* _Instructions to follow_
Repeat the lines verbatim, beginning at the line that contains "In each <instance>, read" and stopping after the line that contains "box: [252, 31, 289, 79]".

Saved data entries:
[Start of Attachment]
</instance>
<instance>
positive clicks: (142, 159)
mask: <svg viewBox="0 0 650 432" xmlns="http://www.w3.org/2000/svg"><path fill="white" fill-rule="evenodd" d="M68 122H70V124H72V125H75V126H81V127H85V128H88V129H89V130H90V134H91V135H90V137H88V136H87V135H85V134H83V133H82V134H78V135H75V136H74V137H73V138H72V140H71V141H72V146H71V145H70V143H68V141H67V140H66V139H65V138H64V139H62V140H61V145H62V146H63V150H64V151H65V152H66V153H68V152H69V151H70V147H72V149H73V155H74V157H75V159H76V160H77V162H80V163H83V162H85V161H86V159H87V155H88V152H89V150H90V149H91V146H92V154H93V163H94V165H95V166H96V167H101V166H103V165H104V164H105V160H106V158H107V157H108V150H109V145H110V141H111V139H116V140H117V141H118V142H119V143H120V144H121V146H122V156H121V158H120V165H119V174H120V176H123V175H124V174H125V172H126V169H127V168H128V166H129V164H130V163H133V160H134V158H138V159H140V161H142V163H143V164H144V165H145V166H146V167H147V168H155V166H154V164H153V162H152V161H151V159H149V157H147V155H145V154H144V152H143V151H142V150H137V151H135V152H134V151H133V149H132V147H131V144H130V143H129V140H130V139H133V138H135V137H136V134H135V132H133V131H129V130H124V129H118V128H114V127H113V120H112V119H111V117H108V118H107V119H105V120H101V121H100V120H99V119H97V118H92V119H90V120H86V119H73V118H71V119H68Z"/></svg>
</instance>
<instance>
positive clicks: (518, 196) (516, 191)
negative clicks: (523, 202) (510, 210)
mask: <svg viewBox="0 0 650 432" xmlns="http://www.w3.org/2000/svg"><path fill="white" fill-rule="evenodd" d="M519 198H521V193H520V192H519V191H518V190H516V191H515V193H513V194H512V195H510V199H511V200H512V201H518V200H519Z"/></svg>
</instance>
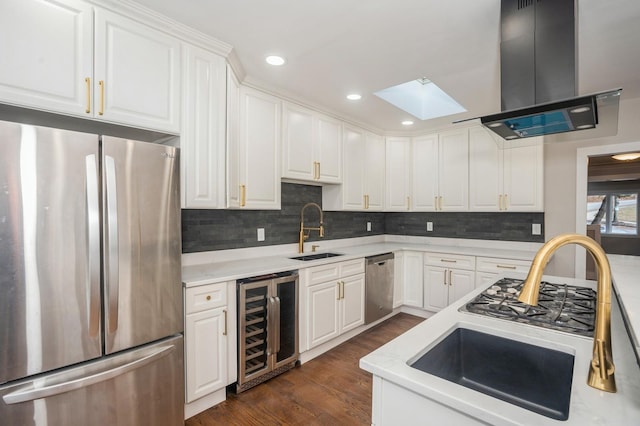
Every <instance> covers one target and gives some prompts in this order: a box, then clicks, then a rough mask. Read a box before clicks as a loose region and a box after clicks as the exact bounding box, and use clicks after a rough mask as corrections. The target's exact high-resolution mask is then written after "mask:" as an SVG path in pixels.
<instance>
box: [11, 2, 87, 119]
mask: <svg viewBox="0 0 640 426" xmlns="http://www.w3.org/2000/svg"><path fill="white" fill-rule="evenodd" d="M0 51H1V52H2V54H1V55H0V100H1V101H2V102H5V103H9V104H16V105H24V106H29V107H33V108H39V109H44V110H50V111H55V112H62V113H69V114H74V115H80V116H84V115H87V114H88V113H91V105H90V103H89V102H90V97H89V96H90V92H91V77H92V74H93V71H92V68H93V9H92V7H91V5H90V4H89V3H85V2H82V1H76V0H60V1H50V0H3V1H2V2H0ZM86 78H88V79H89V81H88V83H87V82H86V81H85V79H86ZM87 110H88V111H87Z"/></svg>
[End of Attachment]
[Start of Attachment]
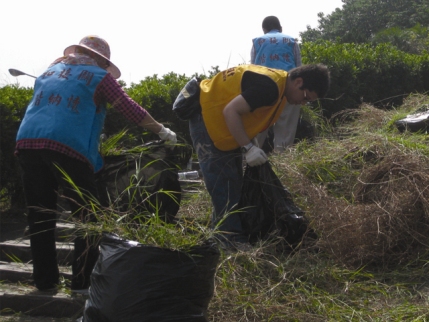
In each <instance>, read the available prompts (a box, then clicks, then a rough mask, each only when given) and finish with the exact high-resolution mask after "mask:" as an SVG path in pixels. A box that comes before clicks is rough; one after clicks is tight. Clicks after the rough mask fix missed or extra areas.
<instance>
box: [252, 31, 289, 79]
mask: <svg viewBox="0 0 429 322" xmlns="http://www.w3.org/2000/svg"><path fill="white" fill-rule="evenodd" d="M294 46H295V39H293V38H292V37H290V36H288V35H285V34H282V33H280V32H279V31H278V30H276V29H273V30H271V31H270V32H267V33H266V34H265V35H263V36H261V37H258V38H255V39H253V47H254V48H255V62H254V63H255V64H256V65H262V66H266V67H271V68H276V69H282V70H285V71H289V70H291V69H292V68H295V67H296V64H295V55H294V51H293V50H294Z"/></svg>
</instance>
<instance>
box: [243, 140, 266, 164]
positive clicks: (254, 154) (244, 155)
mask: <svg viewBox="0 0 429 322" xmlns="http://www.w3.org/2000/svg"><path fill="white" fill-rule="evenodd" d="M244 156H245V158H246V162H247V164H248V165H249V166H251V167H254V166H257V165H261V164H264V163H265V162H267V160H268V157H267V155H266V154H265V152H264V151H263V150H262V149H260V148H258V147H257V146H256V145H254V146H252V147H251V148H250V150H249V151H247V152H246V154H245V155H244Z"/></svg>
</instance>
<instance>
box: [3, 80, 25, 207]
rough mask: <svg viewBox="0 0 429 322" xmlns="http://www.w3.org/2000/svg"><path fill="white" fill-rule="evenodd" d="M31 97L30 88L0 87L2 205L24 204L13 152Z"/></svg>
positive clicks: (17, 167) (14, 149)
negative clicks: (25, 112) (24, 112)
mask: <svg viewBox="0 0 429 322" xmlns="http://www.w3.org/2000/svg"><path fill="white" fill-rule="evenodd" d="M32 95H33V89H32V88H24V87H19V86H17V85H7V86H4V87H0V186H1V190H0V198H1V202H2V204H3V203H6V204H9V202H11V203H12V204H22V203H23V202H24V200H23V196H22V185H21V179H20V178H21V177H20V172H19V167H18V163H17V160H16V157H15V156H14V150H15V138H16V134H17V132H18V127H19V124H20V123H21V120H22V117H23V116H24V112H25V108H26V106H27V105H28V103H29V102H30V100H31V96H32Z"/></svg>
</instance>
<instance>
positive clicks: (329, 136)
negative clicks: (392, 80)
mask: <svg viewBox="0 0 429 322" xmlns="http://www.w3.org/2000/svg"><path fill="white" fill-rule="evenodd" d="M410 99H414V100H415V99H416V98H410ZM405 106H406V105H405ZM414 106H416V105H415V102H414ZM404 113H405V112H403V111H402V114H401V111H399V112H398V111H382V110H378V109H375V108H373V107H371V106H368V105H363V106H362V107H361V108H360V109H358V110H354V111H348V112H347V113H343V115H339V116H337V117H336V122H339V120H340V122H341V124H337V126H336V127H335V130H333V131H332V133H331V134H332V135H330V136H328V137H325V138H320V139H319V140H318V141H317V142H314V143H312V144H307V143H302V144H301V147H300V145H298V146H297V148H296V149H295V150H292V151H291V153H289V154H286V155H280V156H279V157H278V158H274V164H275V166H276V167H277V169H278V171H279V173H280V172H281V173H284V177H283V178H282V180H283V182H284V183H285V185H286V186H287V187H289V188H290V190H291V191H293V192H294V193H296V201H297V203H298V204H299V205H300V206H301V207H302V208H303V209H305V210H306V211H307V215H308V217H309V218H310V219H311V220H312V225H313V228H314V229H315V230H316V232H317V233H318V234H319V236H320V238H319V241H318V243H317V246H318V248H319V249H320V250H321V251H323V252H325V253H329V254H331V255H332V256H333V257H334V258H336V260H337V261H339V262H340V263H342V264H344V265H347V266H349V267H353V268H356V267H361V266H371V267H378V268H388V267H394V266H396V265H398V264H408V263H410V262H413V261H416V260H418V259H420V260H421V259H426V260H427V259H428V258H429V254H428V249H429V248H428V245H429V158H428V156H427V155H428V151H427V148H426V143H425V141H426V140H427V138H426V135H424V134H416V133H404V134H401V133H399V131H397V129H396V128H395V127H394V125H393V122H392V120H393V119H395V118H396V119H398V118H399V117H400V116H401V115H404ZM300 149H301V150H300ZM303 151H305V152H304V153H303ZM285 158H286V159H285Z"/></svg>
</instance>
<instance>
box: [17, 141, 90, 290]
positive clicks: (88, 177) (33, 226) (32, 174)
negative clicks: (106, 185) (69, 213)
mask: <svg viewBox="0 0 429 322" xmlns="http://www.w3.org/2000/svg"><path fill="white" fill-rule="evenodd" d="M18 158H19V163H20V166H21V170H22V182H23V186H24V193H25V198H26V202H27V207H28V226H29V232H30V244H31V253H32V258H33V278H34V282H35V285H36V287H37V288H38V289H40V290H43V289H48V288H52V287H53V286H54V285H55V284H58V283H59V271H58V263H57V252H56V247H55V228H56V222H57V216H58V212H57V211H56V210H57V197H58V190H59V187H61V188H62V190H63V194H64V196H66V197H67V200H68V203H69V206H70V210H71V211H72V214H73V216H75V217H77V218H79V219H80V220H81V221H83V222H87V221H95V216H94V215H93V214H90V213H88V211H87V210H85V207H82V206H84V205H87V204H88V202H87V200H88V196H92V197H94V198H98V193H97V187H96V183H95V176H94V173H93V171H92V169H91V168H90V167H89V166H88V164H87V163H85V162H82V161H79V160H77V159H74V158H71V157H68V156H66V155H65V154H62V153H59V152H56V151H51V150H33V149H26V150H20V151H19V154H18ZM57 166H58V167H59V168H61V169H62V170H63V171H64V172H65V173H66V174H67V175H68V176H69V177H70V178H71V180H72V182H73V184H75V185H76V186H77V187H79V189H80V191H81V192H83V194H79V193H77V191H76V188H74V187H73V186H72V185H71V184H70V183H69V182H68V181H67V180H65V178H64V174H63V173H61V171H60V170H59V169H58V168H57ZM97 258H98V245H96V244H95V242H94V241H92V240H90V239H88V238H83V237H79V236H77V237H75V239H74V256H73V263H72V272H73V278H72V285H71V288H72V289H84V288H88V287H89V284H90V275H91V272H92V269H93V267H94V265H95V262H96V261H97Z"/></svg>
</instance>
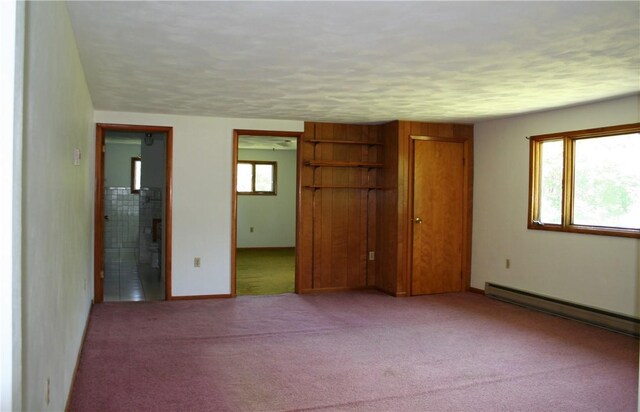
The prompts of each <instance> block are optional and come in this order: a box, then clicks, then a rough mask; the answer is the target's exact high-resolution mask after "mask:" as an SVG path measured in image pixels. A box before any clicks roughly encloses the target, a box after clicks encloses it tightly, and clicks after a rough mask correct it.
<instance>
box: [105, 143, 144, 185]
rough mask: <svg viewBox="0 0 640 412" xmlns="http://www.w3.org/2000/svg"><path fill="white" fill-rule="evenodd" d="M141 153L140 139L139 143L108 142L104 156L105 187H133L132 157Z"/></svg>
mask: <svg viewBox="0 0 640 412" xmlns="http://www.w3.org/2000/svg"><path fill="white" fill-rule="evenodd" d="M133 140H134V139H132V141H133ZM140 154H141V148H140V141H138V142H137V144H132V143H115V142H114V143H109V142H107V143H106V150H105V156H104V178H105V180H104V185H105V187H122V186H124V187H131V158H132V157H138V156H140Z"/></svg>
[End of Attachment]
* _Written answer_
In each <instance>, read the available prompts (a box, then clicks, then a rough mask, each only when given) and finish with the exact high-resolution mask after "mask:" as an SVG path in pixels. A box that comes before clicks is rough; one after clicks is tight. Clicks after the rough mask fix missed or extra areas.
<instance>
box: [252, 31, 289, 79]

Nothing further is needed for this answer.